Region pointing data:
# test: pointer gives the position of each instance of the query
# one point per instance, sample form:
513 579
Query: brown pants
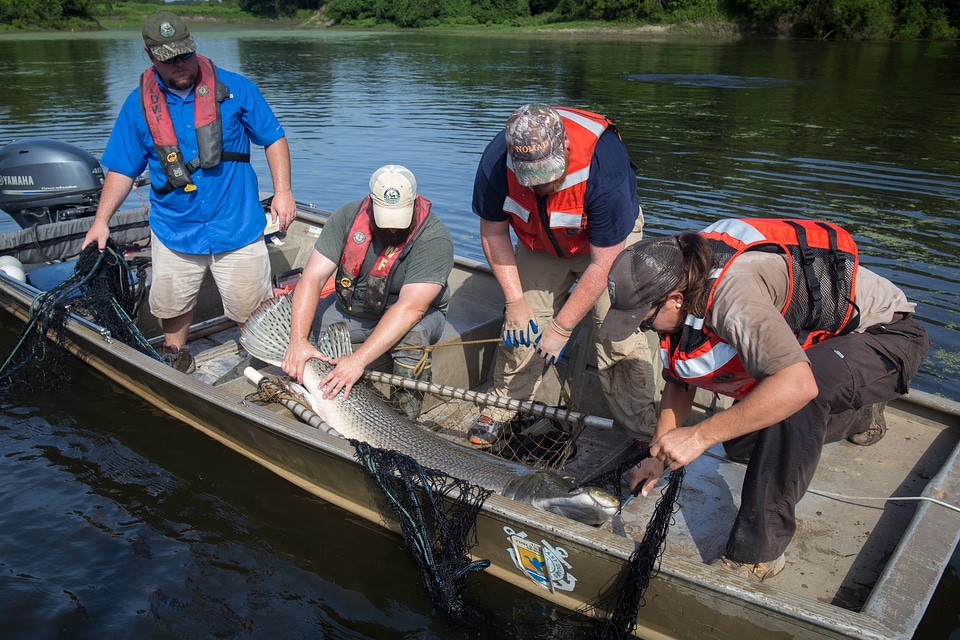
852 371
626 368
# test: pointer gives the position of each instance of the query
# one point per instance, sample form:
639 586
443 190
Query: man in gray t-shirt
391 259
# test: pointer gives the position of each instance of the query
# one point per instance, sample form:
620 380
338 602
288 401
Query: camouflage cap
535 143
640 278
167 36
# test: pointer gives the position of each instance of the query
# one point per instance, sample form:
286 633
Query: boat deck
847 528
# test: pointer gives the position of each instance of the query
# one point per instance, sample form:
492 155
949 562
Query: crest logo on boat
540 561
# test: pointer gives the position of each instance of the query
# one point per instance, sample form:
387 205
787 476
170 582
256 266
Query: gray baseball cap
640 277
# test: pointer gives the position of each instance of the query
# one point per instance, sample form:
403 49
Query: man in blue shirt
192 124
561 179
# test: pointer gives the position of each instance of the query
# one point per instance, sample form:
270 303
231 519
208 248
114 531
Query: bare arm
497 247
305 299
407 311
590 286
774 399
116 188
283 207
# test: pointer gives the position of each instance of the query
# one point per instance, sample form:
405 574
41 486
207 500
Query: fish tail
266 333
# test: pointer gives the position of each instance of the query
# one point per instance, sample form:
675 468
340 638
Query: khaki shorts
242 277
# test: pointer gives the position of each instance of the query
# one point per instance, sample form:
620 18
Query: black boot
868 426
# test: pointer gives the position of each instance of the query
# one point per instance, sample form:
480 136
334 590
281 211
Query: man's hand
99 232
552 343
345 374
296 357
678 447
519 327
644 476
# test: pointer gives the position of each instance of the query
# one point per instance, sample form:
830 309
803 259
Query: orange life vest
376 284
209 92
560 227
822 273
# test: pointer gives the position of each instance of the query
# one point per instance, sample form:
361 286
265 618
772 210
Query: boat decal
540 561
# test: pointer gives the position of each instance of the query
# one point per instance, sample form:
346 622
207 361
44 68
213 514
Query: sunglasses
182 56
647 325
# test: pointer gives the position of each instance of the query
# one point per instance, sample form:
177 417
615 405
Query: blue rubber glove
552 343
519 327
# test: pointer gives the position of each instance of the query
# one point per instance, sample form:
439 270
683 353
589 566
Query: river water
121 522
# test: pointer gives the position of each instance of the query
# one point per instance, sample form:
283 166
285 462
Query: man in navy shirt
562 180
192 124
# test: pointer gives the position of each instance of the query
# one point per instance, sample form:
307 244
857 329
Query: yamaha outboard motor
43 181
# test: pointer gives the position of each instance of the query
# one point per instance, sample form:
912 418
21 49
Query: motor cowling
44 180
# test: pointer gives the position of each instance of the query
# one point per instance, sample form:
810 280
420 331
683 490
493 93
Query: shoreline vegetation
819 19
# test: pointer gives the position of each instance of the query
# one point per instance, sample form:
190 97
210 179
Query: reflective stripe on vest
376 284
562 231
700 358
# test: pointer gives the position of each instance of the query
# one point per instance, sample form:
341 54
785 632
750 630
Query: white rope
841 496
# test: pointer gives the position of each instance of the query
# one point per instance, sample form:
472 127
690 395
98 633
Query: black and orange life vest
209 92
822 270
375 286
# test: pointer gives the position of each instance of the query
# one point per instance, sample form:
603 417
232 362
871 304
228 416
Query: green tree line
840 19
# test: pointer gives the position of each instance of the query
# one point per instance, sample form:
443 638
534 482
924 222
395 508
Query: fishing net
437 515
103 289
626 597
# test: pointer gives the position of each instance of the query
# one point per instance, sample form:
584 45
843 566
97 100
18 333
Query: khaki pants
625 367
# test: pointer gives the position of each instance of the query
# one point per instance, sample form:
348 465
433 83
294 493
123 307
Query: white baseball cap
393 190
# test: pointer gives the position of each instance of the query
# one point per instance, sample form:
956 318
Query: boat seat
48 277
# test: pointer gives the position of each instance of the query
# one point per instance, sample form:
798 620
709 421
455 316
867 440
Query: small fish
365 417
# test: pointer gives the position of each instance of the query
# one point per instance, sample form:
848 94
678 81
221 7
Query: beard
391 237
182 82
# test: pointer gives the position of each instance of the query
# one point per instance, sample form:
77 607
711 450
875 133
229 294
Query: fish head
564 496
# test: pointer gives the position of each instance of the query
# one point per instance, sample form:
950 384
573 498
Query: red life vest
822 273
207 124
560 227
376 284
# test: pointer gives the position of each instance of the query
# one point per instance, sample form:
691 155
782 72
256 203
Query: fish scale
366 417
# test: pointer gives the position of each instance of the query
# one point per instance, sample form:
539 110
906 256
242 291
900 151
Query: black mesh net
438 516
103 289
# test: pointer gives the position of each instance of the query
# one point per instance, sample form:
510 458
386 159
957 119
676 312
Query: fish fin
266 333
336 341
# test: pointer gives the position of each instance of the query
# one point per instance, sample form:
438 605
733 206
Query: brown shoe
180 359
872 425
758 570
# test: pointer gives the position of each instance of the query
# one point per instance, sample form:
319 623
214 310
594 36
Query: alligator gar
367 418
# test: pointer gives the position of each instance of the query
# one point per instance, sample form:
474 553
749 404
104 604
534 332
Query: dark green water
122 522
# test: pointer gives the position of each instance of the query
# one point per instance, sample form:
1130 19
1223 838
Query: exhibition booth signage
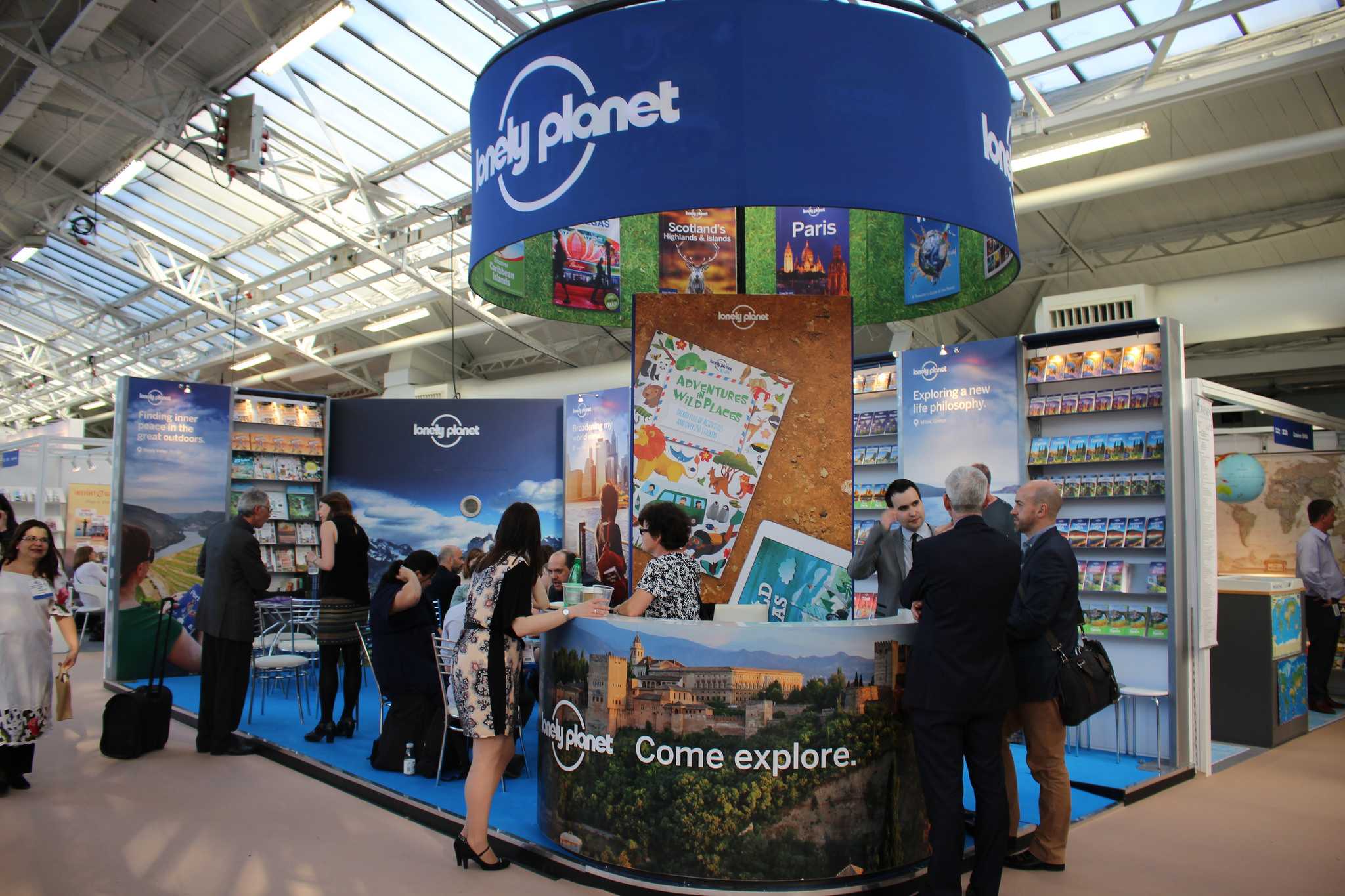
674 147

...

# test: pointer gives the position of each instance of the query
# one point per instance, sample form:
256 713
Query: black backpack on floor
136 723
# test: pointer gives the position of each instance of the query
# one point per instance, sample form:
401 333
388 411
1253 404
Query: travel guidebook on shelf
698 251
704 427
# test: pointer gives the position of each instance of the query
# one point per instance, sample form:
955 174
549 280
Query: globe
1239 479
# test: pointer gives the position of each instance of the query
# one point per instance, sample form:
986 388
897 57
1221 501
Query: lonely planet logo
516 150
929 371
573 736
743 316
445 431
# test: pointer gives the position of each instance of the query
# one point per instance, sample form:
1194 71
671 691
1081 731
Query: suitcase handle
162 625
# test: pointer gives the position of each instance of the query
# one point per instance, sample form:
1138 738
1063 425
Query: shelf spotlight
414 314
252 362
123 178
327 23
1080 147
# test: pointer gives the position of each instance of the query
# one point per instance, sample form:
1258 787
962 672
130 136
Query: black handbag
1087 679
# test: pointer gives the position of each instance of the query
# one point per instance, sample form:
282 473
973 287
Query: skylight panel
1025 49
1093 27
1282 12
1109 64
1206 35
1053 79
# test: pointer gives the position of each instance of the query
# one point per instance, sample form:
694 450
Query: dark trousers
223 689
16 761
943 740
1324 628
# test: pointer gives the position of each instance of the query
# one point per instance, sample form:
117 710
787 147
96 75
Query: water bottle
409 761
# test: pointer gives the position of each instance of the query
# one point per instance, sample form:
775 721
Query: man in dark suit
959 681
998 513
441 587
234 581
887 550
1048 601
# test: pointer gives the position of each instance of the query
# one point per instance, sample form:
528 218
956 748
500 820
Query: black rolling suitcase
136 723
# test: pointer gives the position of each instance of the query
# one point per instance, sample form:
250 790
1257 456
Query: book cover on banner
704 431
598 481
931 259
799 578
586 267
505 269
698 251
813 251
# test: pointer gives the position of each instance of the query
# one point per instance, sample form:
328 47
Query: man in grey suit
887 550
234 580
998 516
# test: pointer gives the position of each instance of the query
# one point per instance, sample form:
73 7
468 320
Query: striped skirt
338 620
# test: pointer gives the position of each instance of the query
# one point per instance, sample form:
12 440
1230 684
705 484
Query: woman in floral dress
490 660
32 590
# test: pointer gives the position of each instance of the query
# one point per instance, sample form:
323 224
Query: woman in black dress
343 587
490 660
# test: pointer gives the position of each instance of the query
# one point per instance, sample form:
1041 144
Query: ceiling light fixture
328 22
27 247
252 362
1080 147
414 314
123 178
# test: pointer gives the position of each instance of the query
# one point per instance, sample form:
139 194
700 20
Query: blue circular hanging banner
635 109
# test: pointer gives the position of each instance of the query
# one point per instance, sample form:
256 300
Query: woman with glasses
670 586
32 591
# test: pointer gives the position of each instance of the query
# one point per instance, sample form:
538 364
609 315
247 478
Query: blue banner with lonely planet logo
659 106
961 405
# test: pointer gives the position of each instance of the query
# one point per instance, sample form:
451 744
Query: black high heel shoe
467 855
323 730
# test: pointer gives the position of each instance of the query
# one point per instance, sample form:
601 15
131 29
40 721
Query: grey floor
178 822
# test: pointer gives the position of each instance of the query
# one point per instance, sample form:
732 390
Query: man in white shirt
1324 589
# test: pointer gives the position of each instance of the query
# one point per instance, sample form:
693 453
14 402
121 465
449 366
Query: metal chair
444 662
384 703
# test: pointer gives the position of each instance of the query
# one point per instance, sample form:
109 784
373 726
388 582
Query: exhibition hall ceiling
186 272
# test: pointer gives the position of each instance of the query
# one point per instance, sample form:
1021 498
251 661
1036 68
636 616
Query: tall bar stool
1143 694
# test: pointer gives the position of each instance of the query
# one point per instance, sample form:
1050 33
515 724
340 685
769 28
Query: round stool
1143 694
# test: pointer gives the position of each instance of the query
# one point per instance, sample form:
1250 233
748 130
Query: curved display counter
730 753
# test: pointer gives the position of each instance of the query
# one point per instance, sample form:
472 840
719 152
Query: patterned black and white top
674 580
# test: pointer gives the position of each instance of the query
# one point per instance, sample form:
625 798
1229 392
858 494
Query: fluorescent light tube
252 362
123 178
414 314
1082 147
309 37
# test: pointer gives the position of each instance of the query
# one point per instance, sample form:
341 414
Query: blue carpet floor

YOUR ASSIGNMENT:
Take exactly the lines from the one containing "Query: tall bar stool" through the one containing "Query: blue carpet floor" in the data above, and output them with nothing added.

REPLY TO THE TASK:
Query: tall bar stool
1143 694
# test: pointer gives the position of each instance of the query
# one point per instance, sample form:
1050 33
515 724
340 685
769 28
Query: round stool
1143 694
# test: pointer gives the position of each instance of the query
# one point per instance, sample form:
1250 233
748 130
Query: curved display counter
730 753
# test: pointer gives the position of each instance of the query
# one point per instance, sample form:
472 840
719 152
Query: patterned black and white top
674 580
# test: pointer gives the position of each instance of the query
# one point per instance, sample form:
625 798
1229 392
858 494
Query: fluorescent light tube
252 362
123 178
414 314
1082 147
309 37
# test: pointer gives the position of each instance of the query
# one point per instance, sample form:
341 414
Query: blue carpet floor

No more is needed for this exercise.